*Exercices:*
a - Relevez, dans le texte sur la réforme de la fonction enseignante, les noms des quatre derniers ministres de l'Éducation nationale qui ont tenté de redéfinir ce métier.
b - Reprenez le texte sur la réforme de la fonction enseignante à la suite de sa dernière phrase.

*Texte présenté:*
Un acteur de premier plan de l'Education nationale livre ici sa vision d'une réforme de la fonction enseignante, à revoir intégralement.

Le ministre de l'Éducation nationale, Vincent PEILLON, a récemment ouvert avec les partenaires sociaux des « discussions » sur les métiers de l'enseignement. Il s'inscrit ainsi dans la continuité de ce qu'avaient entrepris Luc CHATEL avec son « pacte de carrière » et avant lui, Xavier DARCOS à la suite du rapport POCHARD. Gilles de ROBIEN avait quant à lui, abrogé en février 2007 les décrets statutaires de 1950 (rétablis par Nicolas SARKOZY en août 2007). Si les quatre derniers ministres de l'Éducation nationale ont, en moins de huit années, tenté d'aborder la question de la redéfinition de la fonction enseignante, c'est – au-delà de la différence des approches politiques qui les distinguent, voire les opposent – parce que cette question devient centrale dès lors que l'on cherche les moyens d'améliorer l'efficacité de l'école de notre pays.

Chacun sait que la France « décroche » dans les grandes comparaisons internationales des capacités et performances des élèves du primaire comme du collège (PIRLS, PISA). Non seulement notre système éducatif descend dans les classements, mais il présente en outre la singularité d'être l'un des plus inégalitaires des pays hautement développés. Pour une école régulièrement célébrée comme le ciment du pacte républicain, c'est à la fois paradoxal et préoccupant !

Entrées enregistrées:

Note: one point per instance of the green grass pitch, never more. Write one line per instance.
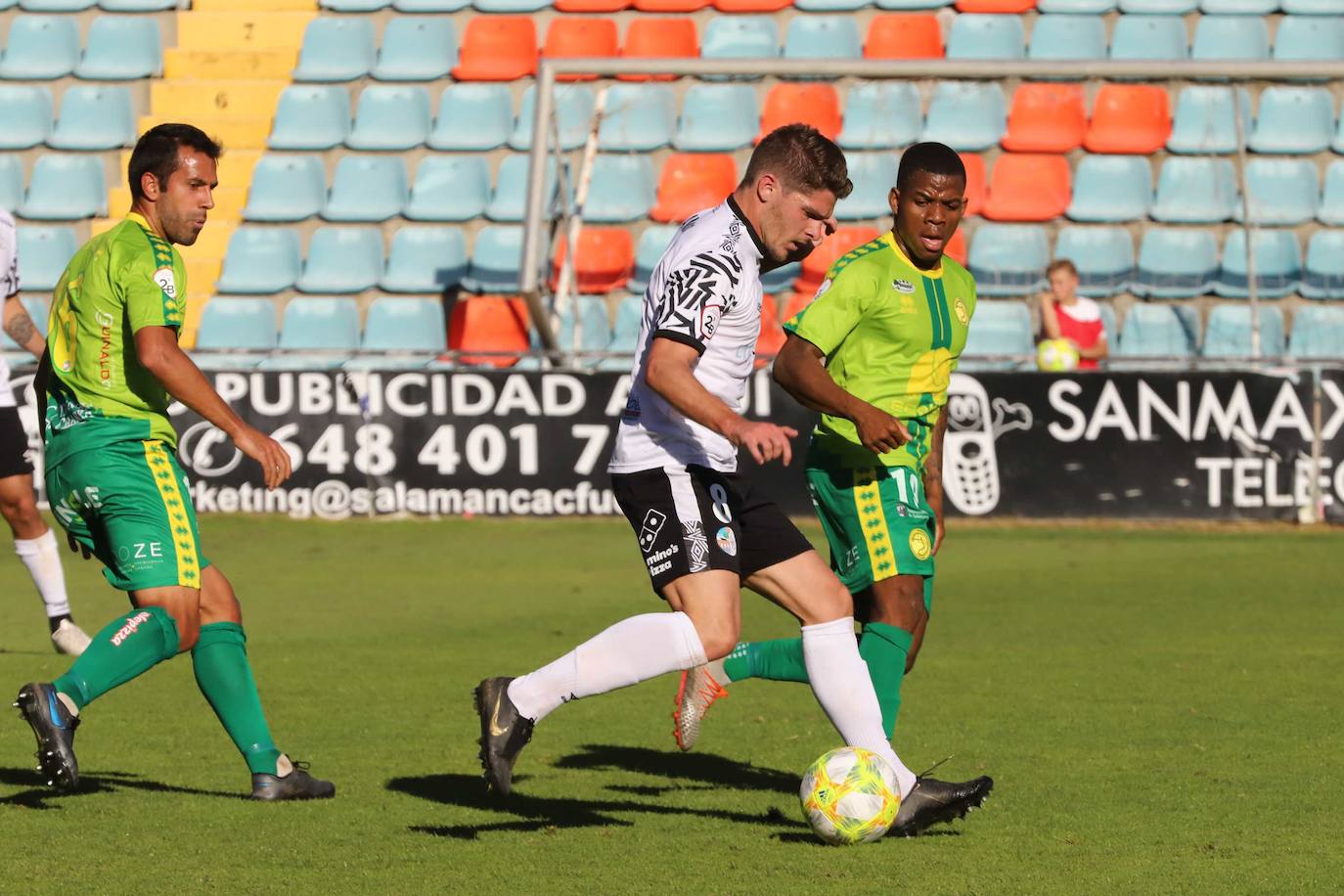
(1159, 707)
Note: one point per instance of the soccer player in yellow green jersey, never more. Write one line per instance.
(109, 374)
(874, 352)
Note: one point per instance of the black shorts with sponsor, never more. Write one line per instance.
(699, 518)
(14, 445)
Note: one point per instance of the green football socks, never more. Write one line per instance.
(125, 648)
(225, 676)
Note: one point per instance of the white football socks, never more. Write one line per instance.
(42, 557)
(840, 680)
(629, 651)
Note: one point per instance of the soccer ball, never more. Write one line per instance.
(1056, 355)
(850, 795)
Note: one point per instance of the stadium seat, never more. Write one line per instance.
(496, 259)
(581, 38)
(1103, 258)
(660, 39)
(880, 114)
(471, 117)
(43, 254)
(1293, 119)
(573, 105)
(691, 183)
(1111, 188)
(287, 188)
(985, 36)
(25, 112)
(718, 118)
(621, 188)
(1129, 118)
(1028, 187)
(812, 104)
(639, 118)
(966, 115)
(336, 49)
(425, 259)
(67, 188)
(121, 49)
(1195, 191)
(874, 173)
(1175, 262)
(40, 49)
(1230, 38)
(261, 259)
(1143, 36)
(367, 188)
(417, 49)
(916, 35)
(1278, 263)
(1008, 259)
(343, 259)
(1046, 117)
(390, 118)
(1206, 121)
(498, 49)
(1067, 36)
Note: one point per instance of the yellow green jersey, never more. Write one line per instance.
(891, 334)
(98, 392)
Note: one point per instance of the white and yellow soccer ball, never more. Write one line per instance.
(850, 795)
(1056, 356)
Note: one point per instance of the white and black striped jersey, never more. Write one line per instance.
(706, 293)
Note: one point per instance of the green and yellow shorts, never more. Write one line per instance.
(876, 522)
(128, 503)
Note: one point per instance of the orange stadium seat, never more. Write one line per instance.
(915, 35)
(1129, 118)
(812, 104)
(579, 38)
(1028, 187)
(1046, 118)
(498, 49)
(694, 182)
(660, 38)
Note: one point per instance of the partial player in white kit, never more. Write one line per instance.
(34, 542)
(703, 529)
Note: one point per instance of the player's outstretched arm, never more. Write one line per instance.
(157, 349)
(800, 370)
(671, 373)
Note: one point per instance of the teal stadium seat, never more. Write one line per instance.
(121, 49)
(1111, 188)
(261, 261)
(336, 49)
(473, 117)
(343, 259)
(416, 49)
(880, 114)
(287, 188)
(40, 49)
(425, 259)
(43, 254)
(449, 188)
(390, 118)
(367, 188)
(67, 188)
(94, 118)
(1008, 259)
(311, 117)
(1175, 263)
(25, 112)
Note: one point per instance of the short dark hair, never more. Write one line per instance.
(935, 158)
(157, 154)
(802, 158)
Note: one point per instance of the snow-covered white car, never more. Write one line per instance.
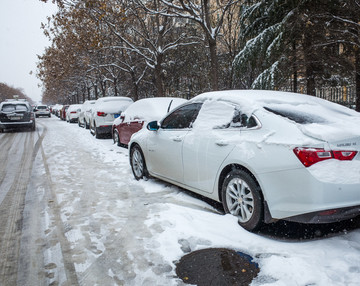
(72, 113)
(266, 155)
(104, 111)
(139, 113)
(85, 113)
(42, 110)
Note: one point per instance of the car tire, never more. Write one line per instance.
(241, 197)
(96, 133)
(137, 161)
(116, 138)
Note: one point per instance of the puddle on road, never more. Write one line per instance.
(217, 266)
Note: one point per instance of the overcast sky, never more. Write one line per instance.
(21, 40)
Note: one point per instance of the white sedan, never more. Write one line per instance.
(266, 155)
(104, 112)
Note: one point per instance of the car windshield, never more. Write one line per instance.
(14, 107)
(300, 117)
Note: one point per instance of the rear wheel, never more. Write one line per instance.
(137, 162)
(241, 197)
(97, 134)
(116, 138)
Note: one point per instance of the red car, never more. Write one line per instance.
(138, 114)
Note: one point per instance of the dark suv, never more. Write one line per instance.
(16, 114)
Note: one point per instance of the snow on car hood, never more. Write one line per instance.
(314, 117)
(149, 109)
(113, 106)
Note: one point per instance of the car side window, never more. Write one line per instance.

*Réponses attendues:*
a - Vincent PEILLON, Luc CHATEL, Xavier DARCOS, Gilles de ROBIEN

b -
Or les études internationales (notamment le rapport de l'OCDE de 2005) montrent que l'un des facteurs explicatifs essentiels des performances d'un système éducatif est la qualité de ses enseignants et leur mobilisation au service des apprentissages.

Est-ce à dire que les enseignants français seraient moins « bons », et moins impliqués que ceux des pays qui ont de meilleures performances que nous ? C'est difficile à croire s'agissant de personnels recrutés à bac + 5, par concours, contrôlés par des corps d'inspection et qui sont pour l'immense majorité d'entre eux, habités par le désir de faire réussir leurs élèves et portés par des valeurs et une éthique solides. Serait-ce alors qu'ils ne seraient pas assez nombreux ou plutôt qu'ils auraient à encadrer plus d'élèves que leurs collègues européens ? Pas davantage, les « taux d'encadrement » ne cessent de s'améliorer de décennie en décennie.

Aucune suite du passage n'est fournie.